*TEXT SHOWN*.
Attack Squadron TWELVE (ATKRON TWELVE or VA-12), also known as the "Flying Ubangis" or "Clinchers", was an attack squadron of the United States Navy active during the Cold War.  From their home port at Naval Air Station Cecil Field in Florida, the squadron made more than thirty major overseas deployments aboard aircraft carriers, primarily flying A-4 Skyhawk and later the A-7E Corsair II, including two combat tours in the Vietnam War.

History

The squadron was established on May 12, 1945, as Bomber-Fighter Squadron FOUR (VBF-4) and soon after was redesignated as part of the service-wide reorganization of aircraft squadrons as Fighter Squadron TWO (VF-2A) on 15 November 1946.  Upon the Navy's return to its pre-1946 system of nomenclature, the squadron was again redesignated, this time as Fighter Squadron TWELVE (VF-12) on 2 August 1948.  Fully embracing the attack role, the squadron was given its final designation Attack Squadron TWELVE (VA-12) on 1 August 1955.

*WRITTEN PROBLEM*. Continue the text on Attack Squadron TWELVE from its last sentence.

*LISTED ENTRIES*.
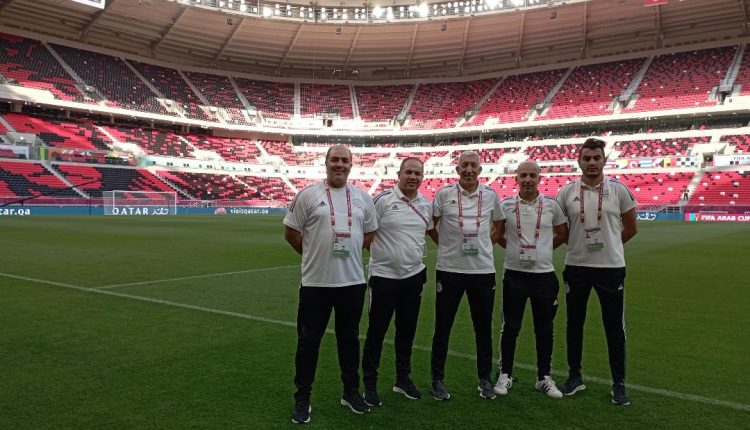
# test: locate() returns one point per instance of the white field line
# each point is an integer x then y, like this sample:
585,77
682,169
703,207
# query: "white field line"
602,381
183,278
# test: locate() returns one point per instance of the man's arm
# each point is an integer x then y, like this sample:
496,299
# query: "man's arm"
434,233
368,240
560,233
498,233
294,238
629,225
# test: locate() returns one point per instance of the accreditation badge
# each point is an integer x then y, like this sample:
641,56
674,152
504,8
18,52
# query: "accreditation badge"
342,244
593,239
527,255
471,244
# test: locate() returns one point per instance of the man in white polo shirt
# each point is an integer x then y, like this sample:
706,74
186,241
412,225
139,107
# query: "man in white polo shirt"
465,214
327,224
534,226
601,218
397,277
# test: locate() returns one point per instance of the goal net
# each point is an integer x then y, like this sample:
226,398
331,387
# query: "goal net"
121,202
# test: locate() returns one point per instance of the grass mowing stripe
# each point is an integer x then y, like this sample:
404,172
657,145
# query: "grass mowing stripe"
183,278
603,381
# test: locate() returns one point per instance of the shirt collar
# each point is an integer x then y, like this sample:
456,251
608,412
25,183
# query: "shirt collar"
401,195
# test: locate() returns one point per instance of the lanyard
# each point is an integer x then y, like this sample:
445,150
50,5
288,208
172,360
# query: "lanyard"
461,209
348,207
538,219
598,208
408,202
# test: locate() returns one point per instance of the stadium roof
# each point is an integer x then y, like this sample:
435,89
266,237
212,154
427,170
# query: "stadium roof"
456,47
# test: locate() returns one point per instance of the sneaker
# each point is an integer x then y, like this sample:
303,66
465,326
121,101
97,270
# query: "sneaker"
371,397
406,387
573,385
438,390
504,382
547,385
485,389
301,412
355,402
618,395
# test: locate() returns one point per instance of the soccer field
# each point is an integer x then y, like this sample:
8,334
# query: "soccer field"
189,322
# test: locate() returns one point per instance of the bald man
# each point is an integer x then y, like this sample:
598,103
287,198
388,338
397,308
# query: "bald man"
328,224
533,227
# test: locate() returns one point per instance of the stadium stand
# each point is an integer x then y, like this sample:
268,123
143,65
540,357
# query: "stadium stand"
28,63
127,90
513,100
589,90
682,80
381,103
173,87
317,99
440,105
272,99
722,188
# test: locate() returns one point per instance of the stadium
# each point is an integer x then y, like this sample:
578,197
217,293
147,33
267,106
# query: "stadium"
213,114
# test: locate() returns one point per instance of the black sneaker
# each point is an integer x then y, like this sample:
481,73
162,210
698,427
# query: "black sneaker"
438,390
573,385
371,397
301,412
355,402
618,395
406,387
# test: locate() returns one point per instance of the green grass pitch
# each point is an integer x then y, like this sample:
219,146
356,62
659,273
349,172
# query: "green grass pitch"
162,346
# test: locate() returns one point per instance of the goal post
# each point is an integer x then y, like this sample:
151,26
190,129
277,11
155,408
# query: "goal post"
126,202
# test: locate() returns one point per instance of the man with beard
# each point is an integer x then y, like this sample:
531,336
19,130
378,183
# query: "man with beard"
328,224
601,215
534,225
397,277
465,214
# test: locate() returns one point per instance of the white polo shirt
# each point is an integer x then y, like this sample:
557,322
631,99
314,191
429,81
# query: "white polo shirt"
310,214
398,247
616,200
552,215
451,257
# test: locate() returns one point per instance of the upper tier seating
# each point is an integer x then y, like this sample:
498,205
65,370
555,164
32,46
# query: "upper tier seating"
156,142
682,80
563,152
113,78
111,178
60,133
317,99
741,142
272,99
173,87
722,188
440,105
658,147
18,179
381,103
590,89
30,64
220,93
513,100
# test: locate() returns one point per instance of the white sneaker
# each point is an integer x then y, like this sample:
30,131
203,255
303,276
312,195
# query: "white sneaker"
504,382
547,385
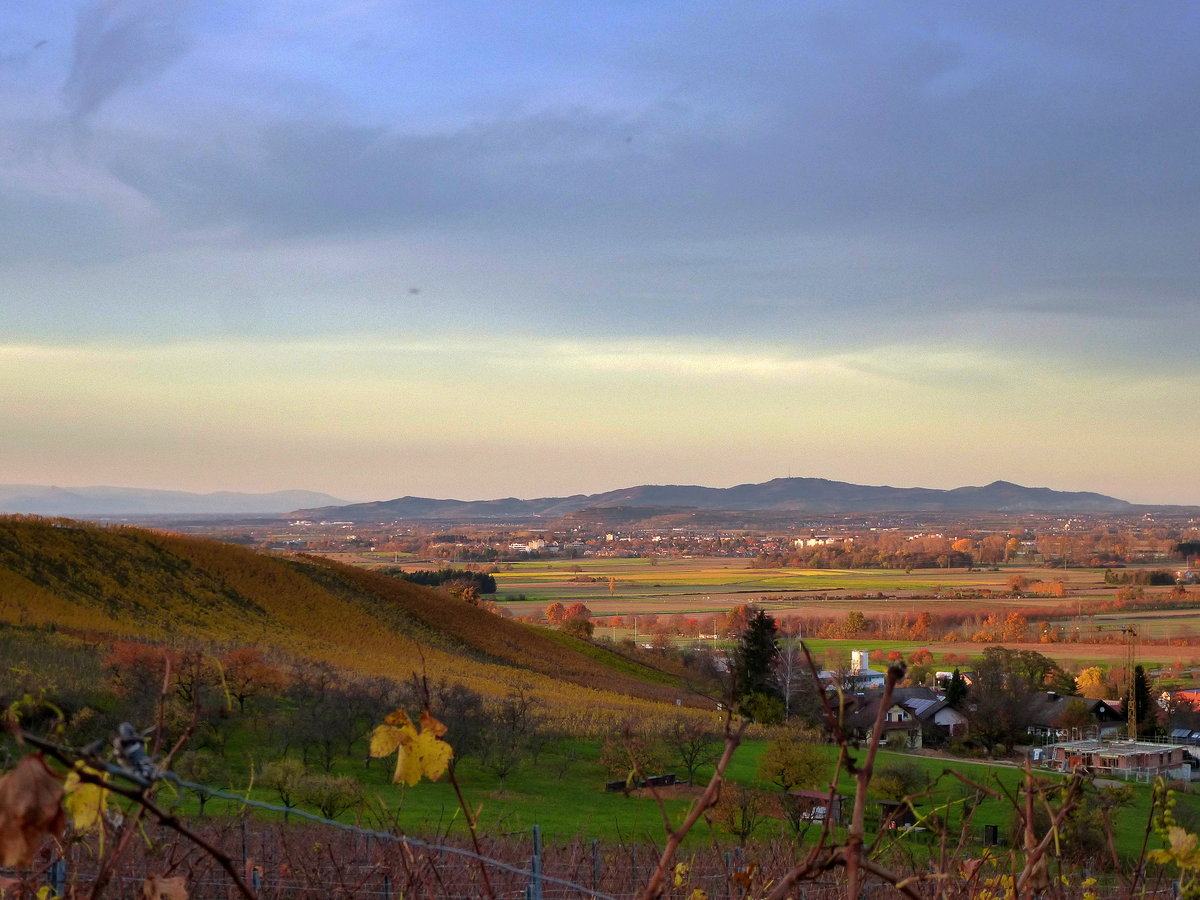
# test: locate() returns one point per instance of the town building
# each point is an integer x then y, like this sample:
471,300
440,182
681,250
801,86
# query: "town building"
1119,759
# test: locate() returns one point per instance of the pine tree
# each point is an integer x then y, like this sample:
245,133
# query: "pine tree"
754,664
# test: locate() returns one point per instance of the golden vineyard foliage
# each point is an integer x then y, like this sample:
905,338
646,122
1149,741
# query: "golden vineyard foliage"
418,753
120,583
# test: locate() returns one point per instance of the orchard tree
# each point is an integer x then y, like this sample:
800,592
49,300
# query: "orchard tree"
795,760
754,660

*ANSWER TO THIS PROBLEM*.
During WestPac in 1955, the squadron was part of the Navy's support of the evacuation of the Tachen Islands which were under bombardment by People's Republic of China forces.  After returning from this cruise, the squadron re-equipped with the F7U Cutlass and its role was changed from air interception to ground attack with special weapons.

In 1960, VA-12 was part of airwing of the USS Shangri-La when that carrier was deployed to counter Cuban infiltration into Guatemala and Nicaragua. The next year, the squadron returned to the area aboard USS Franklin D. Roosevelt to support the government of the Dominican Republic.

In 1963 the squadron was deployed in detachments to the USS Essex and USS Intrepid for anti-submarine warfare exercises. In August of the next year, the squadron was again on board the Roosevelt when the carrier was deployed to the eastern Mediterranean in response to trouble between Greeks and Turks on the island of Cyprus.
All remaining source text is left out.